### Reading text
=======
SGLang#

This workload (test_template_name is sglang) allows users to execute SGLang benchmarks within the CloudAI framework.

SGLang is a high-throughput and memory-efficient inference engine for LLMs. This workload supports both aggregated and disaggregated prefill/decode modes.

Usage Examples#

Test + Scenario example#

test.toml (test definition)#
name = "sglang_test"
description = "Example SGLang benchmark"
test_template_name = "sglang"

[cmd_args]
docker_image_url = "lmsysorg/sglang:dev-cu13"
model = "Qwen/Qwen3-8B"

[bench_cmd_args]
random_input = 16
random_output = 128
max_concurrency = 16
num_prompts = 30

[semantic_eval_cmd_args]
entrypoint = "python3 -m sglang.test.run_eval"
cli = "--host {host} --port {port} --eval-name gsm8k --num-examples 200 --num-threads 128 --model {model}"
scenario.toml (scenario with one test)#
name = "sglang-benchmark"

[[Tests]]
id = "sglang.1"
num_nodes = 1
time_limit = "00:10:00"
test_name = "sglang_test"

Test-in-Scenario example#

scenario.toml (separate test toml is not needed)#
name = "sglang-benchmark"

[[Tests]]
id = "sglang.1"
num_nodes = 1
time_limit = "00:10:00"

name = "sglang_test"
description = "Example SGLang benchmark"
test_template_name = "sglang"

[Tests.cmd_args]
docker_image_url = "lmsysorg/sglang:dev-cu13"
model = "Qwen/Qwen3-8B"
=======
### Dataset excerpts

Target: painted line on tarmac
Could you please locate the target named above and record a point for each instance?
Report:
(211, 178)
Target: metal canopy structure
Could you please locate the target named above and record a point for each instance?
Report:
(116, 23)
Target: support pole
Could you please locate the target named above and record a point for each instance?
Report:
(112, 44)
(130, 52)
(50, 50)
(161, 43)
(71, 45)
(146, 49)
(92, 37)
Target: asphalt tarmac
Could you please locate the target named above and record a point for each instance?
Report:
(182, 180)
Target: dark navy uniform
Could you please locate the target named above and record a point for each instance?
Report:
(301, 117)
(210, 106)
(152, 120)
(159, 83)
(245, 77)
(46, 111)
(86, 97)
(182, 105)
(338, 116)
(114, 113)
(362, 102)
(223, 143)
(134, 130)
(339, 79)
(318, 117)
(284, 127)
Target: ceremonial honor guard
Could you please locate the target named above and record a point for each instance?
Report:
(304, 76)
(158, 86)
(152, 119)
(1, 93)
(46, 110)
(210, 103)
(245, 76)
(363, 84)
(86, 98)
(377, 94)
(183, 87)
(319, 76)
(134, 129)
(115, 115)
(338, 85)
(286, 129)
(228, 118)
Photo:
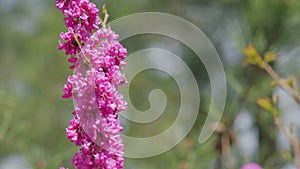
=======
### Study questions
• A. Which prefill/decode modes does the SGLang page say the workload supports?
• B. Pick up the SGLang page after its final line and keep writing it.
The rows come from a different source than the SGLang page.

### Answers in order
• A. Both aggregated and disaggregated prefill/decode modes.

• B.
[Tests.bench_cmd_args]
random_input = 16
random_output = 128
max_concurrency = 16
num_prompts = 30

Semantic Validation#

To run GSM8K semantic validation after the serving benchmark, add semantic_eval_cmd_args. CloudAI reports accuracy from the eval output, but does not enforce an accuracy threshold.

test.toml (semantic validation)#
[semantic_eval_cmd_args]
entrypoint = "python3 -m sglang.test.run_eval"
cli = "--host {host} --port {port} --eval-name gsm8k --num-examples 200 --num-threads 128 --model {model}"

For images that still use the legacy SGLang GSM8K runner, override the entrypoint and raw CLI:

[semantic_eval_cmd_args]
entrypoint = "python3 -m sglang.test.few_shot_gsm8k"
cli = "--host {host} --port {port} --num-questions 200"

The cli string supports {model}, {host}, {port}, {url}, {output_path}, and {result_dir} placeholders.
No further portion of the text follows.